At first, changing a city’s zoning code may sound quite boring. But, upon closer look, it could mean things like more community gardens, fixing up abandoned buildings, creating bike parking, and preserving our maritime district. But, it’s no easy task.
“Most major cities haven’t revised their zoning code in 40 years because there are so many pieces to the puzzle,” says city planning director Tom Stosur, who was tasked with creating the proposed new zoning map. “Back in 1971, the code was set up with a suburban mindset. The idea was to mimic the suburbs, where all the growth was happening.”
But times have certainly changed and the revised zoning code—a part of the mayor’s effort to attract 10,000 new families to the city—will be heard by the City Council on April 3. “Under the new code, if there’s a building in a residential neighborhood, like an old warehouse or a church, you can apply to do a low-scale business use,” Stosur says. “You’re preserving that old building for new uses, like a shop or a gallery.”

* Exercises to complete *
1. Answer these questions using the zoning code text.
(a) In what year was the city's zoning code set up with a suburban mindset?
(b) On what date will the City Council hear the revised zoning code?
(c) How many new families is the mayor's effort trying to attract to the city?
2. Write the next part of the text on the city's zoning code revision, picking up after its final sentence.

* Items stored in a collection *
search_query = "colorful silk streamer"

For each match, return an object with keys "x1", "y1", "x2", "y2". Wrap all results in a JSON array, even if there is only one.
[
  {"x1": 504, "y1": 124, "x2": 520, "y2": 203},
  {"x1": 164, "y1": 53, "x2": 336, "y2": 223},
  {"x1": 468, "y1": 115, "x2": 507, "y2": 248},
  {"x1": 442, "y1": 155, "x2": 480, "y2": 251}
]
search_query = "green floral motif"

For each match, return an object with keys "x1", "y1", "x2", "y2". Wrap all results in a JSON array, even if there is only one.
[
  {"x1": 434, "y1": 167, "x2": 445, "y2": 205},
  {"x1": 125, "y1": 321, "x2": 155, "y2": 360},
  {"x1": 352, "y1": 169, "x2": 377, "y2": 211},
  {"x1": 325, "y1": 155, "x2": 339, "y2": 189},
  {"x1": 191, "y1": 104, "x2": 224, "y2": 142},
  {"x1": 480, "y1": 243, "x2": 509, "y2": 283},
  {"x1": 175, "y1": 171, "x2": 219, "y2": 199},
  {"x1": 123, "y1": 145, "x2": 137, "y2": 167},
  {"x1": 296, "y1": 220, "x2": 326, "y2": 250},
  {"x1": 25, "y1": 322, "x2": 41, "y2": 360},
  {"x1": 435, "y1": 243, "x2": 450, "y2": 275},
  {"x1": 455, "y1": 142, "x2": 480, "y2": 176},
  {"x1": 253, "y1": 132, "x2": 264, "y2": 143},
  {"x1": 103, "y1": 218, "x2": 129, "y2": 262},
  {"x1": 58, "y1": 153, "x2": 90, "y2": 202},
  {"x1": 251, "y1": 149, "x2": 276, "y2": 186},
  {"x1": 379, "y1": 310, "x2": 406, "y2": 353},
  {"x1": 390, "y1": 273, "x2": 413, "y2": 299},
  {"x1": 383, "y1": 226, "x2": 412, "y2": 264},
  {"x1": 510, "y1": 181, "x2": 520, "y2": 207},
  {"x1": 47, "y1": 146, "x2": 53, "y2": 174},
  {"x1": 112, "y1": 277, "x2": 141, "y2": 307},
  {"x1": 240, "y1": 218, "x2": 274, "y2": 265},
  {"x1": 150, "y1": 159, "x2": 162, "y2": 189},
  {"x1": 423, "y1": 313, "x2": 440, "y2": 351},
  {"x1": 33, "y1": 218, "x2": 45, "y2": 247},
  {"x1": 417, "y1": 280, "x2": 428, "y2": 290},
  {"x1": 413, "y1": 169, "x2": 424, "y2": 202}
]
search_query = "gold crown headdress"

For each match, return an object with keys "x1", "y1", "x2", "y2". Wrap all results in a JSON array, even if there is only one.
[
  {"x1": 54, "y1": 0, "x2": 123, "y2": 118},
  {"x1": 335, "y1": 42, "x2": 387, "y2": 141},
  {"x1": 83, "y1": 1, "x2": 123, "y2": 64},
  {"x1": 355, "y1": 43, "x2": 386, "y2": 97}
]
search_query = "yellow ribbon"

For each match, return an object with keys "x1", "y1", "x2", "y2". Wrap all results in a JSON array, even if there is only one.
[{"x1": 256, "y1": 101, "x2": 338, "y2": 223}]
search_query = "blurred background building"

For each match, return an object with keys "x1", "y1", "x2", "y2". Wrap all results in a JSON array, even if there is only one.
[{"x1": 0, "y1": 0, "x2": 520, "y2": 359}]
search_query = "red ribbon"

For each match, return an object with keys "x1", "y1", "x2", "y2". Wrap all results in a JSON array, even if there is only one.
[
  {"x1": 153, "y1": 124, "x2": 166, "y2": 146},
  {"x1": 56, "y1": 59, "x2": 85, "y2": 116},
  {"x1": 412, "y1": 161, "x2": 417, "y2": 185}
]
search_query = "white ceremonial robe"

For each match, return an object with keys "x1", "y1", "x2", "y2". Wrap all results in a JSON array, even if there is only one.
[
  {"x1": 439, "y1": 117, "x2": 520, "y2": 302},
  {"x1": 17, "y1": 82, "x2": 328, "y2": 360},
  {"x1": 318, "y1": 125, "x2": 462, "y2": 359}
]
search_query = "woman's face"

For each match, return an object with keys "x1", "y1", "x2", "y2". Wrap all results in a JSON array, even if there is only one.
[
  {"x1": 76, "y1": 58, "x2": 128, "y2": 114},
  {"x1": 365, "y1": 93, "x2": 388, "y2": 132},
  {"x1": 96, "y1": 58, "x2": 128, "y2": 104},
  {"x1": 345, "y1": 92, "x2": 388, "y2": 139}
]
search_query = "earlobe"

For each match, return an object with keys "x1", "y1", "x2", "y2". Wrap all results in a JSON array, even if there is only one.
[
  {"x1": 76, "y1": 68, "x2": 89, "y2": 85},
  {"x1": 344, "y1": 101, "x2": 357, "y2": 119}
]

* Your responses *
1.
(a) 1971
(b) April 3
(c) 10,000

2.
The new code hopes to modernize the city by creating new districts like transit zones along the existing metro, light rail, and future Red Line. Additionally, it proposes new hospital and educational campus zones, as well as a permanent maritime zone. “We want to keep those areas for port-related uses only,” Stosur says. “Sure, people can make money from condos, but we believe in the collective best interest of the city.”
Another aspect of the code is creating opportunities for community gardens, which would make places like Real Food Farm in Clifton Park, pictured, a permitted zone for urban agriculture. And like with any city plan, this month’s hearing is just the beginning. There will be more hearings and constant refinements through the fall.
“We want an easy, controlled way for residents to make changes,” Stosur says.